━━ Excerpted text ━━

Bridge collapse in northwest US plunges drivers into icy river
Two drivers in hospital with hypothermia after being pulled from the water beneath bridge on main road from Seattle to Vancouver in Canada
Part of a bridge on an expressway in the US northwest collapsed, throwing cars and their drivers into a freezing river.
Two of the three people rescued from the river were admitted to hospital with hypothermia, said Given Kutz, a spokesman for Skagit County in the northern part of Washington state.
There were apparently no fatalities. "They [rescuers] don't expect anyone else in the water," he said.
Authorities were awaiting confirmation on the cause of the collapse, said a second Skagit County spokesman, Jim Martin.
Local media reported it might have been caused by a truck striking the structure. It was not raining at the time, Washington State Patrol spokesman Trooper Mark Francis said.
The bridge is on the Interstate 5 freeway 90 kilometres north of Seattle. The freeway is the main corridor for traffic between Seattle and Vancouver, Canada.
The four-lane bridge was built in 1955, according to the National Bridge Inventory database.
Television images showed onlookers gathered at the bank of the Skagit River, calmly watching the rescue attempts.
"The currents of the river are really rough. It's cold," Barbara Williams, who lives nearby, told Seattle station KOMO-TV.
Thursday's collapse came at a time when state lawmakers are debating a proposed US$8.4 billion transport funding package that Washington state Governor Jay Inslee has championed, along with fellow Democrats, in the state legislature.
According to the National Bridge Inventory, the bridge was deemed "functionally obsolete" as recently as 2010. That does not mean it is unsafe, however. It could mean that its design is outdated-that its lanes or shoulders are too narrow, for example.

━━━
━━ Provided information ━━

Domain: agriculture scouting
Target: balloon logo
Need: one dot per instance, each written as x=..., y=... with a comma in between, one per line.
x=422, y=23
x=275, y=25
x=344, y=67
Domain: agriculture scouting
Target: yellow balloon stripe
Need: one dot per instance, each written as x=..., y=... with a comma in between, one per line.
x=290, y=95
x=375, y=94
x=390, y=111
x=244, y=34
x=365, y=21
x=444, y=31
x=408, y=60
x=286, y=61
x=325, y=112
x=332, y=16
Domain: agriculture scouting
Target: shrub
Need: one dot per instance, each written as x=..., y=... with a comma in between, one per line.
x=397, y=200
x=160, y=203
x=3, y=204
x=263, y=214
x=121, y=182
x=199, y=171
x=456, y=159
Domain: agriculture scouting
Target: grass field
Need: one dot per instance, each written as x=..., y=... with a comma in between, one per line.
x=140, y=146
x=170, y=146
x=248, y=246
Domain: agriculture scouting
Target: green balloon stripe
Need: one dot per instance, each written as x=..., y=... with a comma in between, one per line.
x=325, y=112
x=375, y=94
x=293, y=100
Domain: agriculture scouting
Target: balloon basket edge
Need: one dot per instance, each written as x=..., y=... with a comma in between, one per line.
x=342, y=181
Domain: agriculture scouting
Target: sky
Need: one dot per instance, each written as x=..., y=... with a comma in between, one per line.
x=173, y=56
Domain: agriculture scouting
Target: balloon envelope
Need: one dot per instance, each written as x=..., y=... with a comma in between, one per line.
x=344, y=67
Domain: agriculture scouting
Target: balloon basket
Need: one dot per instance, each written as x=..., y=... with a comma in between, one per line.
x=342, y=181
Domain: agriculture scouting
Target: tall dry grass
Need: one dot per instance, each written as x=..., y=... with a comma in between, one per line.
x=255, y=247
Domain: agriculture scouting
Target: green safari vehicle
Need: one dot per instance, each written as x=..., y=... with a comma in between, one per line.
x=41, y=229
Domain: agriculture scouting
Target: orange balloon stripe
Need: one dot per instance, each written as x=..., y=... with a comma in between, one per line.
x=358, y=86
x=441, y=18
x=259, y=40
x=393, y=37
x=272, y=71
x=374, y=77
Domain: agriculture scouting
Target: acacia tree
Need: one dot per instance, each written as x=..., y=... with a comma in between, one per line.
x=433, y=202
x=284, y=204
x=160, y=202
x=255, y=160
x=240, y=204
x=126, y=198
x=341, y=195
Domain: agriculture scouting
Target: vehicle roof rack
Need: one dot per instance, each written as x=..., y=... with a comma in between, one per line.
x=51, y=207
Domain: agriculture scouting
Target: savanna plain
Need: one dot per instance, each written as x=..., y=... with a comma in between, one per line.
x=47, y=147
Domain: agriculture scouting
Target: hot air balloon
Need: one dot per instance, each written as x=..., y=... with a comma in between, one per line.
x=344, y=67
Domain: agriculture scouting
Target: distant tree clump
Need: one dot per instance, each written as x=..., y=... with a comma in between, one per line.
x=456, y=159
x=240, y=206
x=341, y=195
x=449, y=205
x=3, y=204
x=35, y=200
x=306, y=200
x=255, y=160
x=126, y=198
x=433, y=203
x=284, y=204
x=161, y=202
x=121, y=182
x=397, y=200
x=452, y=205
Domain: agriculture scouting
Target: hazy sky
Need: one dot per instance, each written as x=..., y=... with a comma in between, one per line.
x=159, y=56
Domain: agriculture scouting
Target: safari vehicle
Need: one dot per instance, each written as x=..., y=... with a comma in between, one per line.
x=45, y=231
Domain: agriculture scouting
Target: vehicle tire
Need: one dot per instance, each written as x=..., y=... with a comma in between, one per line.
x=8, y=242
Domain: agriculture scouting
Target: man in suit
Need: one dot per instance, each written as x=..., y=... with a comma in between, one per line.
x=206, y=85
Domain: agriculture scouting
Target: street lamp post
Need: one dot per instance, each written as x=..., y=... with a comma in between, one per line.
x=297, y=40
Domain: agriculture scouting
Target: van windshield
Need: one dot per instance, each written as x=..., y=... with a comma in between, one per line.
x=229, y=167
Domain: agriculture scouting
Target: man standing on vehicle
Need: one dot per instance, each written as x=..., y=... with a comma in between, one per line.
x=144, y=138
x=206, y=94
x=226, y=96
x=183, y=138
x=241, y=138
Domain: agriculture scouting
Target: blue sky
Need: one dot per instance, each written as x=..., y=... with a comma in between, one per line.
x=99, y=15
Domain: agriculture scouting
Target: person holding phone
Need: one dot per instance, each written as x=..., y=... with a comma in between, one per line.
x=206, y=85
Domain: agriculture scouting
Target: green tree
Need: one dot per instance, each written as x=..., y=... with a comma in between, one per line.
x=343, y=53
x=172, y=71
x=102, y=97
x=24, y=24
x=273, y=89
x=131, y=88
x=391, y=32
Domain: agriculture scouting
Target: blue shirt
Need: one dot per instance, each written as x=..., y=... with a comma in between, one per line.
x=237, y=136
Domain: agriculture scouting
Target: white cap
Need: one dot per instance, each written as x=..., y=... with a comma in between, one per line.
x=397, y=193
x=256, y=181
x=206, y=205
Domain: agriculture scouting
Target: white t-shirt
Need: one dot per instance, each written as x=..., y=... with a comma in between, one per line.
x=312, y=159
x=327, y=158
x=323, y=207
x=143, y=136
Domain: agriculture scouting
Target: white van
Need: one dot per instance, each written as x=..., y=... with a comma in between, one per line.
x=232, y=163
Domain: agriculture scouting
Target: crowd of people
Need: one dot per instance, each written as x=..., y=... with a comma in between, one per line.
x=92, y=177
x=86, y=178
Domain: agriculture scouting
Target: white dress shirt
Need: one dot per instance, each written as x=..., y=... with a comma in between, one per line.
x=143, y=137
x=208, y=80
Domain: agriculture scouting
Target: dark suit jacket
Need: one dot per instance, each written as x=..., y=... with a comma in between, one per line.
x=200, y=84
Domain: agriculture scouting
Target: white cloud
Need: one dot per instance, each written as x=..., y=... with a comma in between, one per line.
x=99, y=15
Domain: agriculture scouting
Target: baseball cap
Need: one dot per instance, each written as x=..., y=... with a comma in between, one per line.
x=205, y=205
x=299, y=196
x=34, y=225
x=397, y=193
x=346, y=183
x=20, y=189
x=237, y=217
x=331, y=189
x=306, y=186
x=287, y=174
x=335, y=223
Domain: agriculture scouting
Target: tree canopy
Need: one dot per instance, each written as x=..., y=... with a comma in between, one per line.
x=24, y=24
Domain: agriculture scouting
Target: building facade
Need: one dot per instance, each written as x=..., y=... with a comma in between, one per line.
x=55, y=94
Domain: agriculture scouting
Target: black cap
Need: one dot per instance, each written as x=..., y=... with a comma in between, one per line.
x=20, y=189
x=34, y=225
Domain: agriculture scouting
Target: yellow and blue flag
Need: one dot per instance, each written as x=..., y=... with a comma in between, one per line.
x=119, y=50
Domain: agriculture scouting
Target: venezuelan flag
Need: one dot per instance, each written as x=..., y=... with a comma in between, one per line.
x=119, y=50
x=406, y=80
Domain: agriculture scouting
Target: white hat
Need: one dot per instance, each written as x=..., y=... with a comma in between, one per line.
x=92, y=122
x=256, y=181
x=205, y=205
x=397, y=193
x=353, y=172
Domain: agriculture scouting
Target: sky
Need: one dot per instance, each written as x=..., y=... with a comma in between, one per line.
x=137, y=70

━━━

> _Instructions to follow_
Reproduce word for word the passage of the bridge collapse article above, starting with "Two of the three" and going on through "of Washington state.".

> _Worked solution_
Two of the three people rescued from the river were admitted to hospital with hypothermia, said Given Kutz, a spokesman for Skagit County in the northern part of Washington state.